9. A method of operating a three-dimensional (3D) printer,
comprising: forming, via a build platform, a 3D object from
material comprising new material; receiving, in a cartridge
receiver of the 3D printer, a material cartridge that provides the
new material, wherein the material cartridge comprises an
indicator; detecting depletion of the new material in the material
cartridge; and exposing, via an energy source of the 3D printer,
the indicator to energy from the energy source in response to the
depletion to change the appearance of the indicator.
10. The method of claim 9, wherein the indicator comprises colorant
sensitive to the energy, and wherein the indicator becomes visible
in response to exposure of the colorant to the energy.
11. The method of claim 10, wherein the energy source comprises a
light source or a heat source, or both, wherein the energy
comprises light or heat, or both, wherein the colorant comprises
ink, wherein forming the 3D object comprises forming the 3D object
layer-by-layer on the build platform, and wherein the new material
comprises plastic, polymer, metal, ceramic, or glass, or any
combination thereof.

> [INSTRUCTION A]:
Copy the entries verbatim, beginning with the line that contains "Target: uniform pocket" and ending with the final line of the entries.

> [THE DATA]:
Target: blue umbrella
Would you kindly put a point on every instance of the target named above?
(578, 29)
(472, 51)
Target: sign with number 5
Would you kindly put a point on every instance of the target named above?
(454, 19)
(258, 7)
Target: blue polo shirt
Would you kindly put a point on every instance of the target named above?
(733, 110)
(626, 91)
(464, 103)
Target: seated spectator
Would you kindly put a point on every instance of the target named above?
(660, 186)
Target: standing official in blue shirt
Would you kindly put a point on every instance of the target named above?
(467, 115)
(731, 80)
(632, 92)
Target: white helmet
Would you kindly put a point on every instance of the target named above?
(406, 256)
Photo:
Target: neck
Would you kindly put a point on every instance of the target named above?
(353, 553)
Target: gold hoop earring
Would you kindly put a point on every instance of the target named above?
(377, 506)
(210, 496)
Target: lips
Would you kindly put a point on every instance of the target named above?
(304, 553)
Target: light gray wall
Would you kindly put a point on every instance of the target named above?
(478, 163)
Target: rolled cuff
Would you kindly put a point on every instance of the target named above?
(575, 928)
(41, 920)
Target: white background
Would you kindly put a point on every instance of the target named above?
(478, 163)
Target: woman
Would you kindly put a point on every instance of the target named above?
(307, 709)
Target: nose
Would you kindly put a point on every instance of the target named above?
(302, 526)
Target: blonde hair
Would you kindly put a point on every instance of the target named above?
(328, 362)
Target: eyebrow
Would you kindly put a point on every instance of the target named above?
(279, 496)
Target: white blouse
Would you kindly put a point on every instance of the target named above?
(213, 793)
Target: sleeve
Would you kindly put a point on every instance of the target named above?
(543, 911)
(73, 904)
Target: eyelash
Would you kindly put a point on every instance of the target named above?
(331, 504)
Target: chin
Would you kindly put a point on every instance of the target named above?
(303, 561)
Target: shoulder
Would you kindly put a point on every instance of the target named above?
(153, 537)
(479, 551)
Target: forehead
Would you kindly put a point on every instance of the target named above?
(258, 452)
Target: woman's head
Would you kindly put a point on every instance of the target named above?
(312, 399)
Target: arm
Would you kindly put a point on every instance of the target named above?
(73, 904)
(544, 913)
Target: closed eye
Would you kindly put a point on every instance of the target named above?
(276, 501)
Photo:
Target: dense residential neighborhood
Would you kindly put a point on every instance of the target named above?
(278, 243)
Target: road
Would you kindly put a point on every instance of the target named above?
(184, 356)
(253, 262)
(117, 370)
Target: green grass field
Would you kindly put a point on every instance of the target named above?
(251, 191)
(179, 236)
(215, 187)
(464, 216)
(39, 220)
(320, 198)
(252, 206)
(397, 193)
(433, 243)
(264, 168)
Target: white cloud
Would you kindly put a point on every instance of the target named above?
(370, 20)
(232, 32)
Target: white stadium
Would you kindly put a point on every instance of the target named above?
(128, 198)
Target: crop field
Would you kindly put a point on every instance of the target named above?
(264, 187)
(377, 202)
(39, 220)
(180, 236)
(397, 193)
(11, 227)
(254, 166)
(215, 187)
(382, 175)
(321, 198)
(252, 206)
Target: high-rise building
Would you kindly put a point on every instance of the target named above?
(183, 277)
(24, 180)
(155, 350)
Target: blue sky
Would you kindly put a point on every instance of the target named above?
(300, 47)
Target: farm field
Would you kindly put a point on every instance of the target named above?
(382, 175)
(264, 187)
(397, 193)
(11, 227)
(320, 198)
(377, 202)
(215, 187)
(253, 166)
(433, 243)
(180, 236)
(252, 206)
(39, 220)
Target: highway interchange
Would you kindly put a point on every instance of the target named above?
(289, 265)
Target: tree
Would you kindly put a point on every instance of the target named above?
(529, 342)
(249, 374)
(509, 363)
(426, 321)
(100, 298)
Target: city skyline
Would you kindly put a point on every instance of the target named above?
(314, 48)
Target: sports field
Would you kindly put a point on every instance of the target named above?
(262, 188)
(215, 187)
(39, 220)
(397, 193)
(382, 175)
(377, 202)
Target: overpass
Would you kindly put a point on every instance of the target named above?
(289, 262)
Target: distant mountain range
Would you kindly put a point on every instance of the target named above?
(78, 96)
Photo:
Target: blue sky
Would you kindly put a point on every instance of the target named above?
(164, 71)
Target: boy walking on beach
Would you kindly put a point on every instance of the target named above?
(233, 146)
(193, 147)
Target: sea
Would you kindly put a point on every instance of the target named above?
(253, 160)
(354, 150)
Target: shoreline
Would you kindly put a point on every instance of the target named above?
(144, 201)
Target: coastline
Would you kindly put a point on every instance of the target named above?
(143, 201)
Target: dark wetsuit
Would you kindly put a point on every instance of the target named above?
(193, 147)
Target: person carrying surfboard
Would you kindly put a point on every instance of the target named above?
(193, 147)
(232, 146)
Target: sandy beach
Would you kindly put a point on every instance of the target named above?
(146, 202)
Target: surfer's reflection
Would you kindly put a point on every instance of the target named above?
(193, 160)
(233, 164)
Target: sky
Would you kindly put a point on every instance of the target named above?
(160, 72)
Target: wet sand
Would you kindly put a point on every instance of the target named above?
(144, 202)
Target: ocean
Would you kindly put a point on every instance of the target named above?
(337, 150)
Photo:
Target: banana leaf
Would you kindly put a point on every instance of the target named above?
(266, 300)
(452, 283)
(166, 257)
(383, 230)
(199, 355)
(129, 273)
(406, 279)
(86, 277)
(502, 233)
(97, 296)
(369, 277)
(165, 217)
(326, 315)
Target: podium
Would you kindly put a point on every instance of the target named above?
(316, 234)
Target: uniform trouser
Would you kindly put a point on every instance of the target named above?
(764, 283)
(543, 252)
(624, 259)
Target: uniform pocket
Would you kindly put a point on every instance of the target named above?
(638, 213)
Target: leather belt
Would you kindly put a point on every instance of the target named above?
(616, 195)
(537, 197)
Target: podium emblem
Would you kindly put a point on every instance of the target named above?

> [INSTRUCTION B]:
According to the 3D printer claims, what may the new material comprise?

> [PROBLEM SOLUTION A]:
Target: uniform pocket
Would you kindly put a point on every instance of the target named above?
(638, 213)
Target: leather belt
Would you kindly put a point on every instance of the target named above?
(616, 195)
(537, 197)
Target: podium emblem
Would you kindly put a point on every instance of the target named above?

> [PROBLEM SOLUTION B]:
Plastic, polymer, metal, ceramic, or glass, or any combination thereof.